Ausgewählter Text:
========================

Das zweite Kapitel wendet sich anschließend der Sozialität der Sozialen Medien zu und geht der Frage nach, welche Formen der Vergemeinschaftung aus Selbstdokumentationen hervorgehen. Dörre hält fest, dass "soziale Medien nicht sozialer als andere Medien" sind, "sie bringen aber das Soziale an Medien überhaupt zum Schillern" (S. 296). Damit positioniert sich der Autor sehr überzeugend gegen Deutungsversuche, die das Phänomen der audiovisuellen Selbstdokumentation entweder rein kulturpessimistisch oder -optimistisch deuten. Gemeinschaft entsteht, so Dörre, vor allem durch geteilte mediale Praktiken.

========================

Angezeigte Informationen:
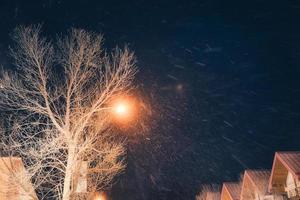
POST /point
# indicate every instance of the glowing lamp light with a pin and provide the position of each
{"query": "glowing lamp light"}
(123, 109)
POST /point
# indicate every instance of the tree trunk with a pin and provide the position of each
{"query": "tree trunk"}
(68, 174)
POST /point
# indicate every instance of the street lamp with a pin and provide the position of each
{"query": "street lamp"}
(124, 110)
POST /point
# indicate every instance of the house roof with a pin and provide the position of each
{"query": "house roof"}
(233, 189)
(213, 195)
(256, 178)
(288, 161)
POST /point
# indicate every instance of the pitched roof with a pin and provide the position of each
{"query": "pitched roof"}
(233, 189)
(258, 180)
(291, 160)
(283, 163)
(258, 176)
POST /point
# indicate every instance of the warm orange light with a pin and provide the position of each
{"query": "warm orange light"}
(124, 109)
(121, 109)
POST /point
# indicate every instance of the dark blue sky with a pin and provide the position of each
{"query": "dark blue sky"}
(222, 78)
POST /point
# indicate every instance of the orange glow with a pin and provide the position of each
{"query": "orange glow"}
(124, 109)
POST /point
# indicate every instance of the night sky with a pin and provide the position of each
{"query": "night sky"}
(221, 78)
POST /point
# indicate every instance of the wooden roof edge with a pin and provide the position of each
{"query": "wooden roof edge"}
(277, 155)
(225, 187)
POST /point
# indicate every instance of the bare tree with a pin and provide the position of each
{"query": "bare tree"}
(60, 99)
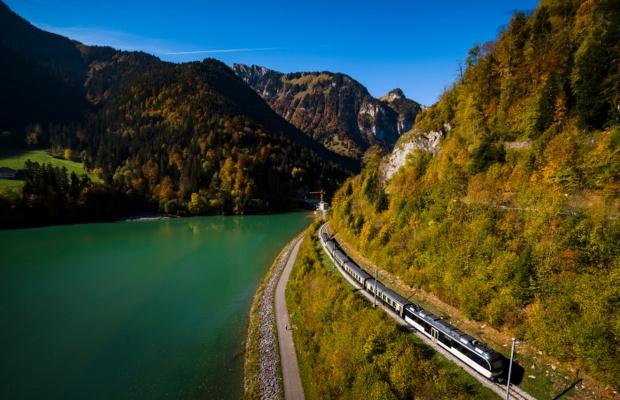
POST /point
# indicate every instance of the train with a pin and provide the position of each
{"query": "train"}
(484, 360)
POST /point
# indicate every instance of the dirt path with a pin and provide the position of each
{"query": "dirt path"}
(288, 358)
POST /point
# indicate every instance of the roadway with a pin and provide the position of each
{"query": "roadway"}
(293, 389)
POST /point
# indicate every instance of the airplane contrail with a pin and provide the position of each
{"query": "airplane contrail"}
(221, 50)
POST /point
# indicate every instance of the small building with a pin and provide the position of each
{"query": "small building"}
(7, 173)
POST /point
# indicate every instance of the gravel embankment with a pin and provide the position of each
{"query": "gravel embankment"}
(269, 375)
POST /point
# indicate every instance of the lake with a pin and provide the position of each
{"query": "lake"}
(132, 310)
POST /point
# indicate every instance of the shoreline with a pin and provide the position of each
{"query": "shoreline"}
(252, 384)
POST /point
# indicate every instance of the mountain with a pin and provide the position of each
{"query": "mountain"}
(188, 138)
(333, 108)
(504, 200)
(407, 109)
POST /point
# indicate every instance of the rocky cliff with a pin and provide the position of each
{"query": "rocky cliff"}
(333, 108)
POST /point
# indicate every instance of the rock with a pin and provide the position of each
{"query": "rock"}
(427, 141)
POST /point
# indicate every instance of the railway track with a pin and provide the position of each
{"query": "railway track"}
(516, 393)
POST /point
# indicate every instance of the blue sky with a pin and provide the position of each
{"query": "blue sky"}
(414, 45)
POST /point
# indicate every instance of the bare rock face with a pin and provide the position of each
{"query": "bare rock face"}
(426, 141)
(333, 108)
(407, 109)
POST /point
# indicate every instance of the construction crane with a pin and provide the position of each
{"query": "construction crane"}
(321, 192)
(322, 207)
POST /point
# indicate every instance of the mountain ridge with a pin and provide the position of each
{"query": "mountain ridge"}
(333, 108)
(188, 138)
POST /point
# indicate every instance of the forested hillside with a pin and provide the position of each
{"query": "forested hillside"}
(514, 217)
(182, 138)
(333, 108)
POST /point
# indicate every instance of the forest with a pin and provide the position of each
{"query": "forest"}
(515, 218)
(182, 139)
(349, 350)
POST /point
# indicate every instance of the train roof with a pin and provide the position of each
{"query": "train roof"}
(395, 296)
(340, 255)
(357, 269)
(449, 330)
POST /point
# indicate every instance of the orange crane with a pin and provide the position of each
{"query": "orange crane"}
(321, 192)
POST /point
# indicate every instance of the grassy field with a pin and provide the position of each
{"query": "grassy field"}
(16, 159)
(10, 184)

========================

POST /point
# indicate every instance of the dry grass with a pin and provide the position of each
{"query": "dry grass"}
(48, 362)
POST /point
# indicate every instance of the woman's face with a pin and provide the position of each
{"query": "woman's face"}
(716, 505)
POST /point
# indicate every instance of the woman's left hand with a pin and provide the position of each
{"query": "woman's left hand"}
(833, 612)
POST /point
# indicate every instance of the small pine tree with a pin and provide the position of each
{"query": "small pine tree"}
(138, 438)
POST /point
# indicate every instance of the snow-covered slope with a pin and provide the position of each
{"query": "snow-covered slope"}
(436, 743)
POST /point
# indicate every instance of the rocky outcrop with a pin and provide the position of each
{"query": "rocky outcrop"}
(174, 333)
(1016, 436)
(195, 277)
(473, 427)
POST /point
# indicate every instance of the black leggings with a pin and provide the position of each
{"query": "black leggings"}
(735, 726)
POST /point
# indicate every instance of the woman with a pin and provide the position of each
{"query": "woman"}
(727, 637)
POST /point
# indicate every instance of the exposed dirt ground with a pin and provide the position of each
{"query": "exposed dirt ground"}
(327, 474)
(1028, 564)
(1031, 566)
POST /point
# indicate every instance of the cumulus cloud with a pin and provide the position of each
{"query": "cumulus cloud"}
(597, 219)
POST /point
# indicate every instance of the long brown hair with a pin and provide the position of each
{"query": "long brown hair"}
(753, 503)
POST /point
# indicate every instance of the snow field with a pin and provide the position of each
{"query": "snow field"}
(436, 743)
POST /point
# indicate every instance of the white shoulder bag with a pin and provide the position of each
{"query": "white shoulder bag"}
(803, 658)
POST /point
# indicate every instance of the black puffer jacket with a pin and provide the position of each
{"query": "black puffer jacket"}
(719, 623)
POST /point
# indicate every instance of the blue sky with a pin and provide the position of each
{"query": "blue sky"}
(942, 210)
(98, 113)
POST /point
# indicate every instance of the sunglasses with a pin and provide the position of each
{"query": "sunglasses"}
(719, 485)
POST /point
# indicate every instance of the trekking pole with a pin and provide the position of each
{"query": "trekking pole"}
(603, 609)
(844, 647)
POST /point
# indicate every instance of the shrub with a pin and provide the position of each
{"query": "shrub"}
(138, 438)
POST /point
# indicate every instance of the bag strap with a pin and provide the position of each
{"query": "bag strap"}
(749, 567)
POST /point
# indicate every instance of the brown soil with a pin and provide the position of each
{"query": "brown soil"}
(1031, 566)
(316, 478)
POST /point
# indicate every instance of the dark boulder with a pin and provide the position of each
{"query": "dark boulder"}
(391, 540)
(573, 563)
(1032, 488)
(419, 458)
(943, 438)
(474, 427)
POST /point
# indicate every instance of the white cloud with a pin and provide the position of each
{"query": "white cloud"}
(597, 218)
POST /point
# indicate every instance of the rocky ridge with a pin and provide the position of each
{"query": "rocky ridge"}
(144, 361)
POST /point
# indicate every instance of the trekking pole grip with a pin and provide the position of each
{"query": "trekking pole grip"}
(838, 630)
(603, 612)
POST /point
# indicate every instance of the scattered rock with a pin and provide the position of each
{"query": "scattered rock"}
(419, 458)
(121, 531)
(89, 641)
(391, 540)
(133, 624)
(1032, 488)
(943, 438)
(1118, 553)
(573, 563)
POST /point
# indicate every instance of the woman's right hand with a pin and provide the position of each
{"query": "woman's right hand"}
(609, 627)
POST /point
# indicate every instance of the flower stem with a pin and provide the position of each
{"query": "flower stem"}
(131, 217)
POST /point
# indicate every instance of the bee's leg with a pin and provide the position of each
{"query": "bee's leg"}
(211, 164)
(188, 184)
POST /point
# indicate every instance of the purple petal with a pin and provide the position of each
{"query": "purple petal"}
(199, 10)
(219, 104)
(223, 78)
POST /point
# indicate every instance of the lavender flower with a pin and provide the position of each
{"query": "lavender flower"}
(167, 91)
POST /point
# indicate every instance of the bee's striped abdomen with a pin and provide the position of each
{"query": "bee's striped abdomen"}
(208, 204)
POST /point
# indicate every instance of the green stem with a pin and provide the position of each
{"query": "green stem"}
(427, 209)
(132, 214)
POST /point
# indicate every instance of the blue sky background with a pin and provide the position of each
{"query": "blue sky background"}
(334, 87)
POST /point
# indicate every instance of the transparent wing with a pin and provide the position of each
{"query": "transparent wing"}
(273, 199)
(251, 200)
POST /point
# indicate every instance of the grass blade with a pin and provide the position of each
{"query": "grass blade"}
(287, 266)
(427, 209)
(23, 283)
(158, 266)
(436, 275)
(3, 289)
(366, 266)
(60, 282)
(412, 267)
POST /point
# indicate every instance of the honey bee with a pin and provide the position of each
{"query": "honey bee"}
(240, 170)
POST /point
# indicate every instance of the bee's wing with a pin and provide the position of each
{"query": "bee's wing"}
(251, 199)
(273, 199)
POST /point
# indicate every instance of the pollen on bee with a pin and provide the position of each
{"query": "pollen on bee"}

========================

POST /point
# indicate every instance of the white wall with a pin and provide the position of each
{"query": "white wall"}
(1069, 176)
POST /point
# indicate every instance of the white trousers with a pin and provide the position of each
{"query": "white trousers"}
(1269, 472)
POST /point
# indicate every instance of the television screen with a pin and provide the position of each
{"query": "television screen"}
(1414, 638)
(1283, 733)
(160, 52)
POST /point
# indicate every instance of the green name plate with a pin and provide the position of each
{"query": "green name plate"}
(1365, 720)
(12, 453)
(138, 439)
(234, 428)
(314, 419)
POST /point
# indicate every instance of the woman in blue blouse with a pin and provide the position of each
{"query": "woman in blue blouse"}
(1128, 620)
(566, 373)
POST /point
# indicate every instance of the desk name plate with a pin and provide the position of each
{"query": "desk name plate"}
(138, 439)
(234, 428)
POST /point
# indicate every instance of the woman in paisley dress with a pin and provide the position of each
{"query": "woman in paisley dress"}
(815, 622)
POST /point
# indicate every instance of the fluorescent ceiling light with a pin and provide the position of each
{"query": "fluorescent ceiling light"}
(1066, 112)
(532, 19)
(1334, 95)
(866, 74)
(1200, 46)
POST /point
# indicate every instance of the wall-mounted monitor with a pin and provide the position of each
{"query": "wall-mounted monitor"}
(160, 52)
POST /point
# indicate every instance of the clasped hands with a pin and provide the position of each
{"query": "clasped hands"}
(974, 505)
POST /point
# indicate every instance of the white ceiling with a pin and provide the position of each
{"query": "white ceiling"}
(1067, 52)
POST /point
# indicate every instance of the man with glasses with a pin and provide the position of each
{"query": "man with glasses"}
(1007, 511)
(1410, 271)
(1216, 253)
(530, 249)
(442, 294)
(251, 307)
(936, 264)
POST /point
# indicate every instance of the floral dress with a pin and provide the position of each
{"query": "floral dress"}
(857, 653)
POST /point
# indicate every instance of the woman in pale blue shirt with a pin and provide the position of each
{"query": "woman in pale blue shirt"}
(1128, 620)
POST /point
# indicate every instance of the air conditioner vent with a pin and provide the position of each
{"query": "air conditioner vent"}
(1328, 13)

========================

Aufgabe:
Führen Sie den Text über die Sozialität der Sozialen Medien bitte im Anschluss an seinen letzten Satz fort.

Schriftliche Antwort:
Ausgehend von diesen Überlegungen zum sozialen Potential dieser Selbstentwürfe, geht Dörre in einem dritten Kapitel auf die Marktförmigkeit dieser Selbstdokumentationen und Vergemeinschaftungsformen ein. Er zeigt hier, inwiefern Influencer*innen in ökonomische Logiken verstrickt sind, betont jedoch gleichzeitig, dass diese Einbettung in den Markt kein Spezifikum der Selbstdokumentation in sozialen Medien ist, sondern auch auf "hochkulturelle Güter" zutrifft (S. 357). Indem in diesem Punkt zudem der Topos des "vertrauensseligen und besinnungslos konsumenthusiastischen Mädchens" kritisch reflektiert wird, erweitert Dörre seine Überlegungen auch um gendersensible Fragestellungen und zeigt jene misogynen Logiken auf, die in der Kritik an und der Rezeption von Influencer*innen zum Tragen kommen (ebd.).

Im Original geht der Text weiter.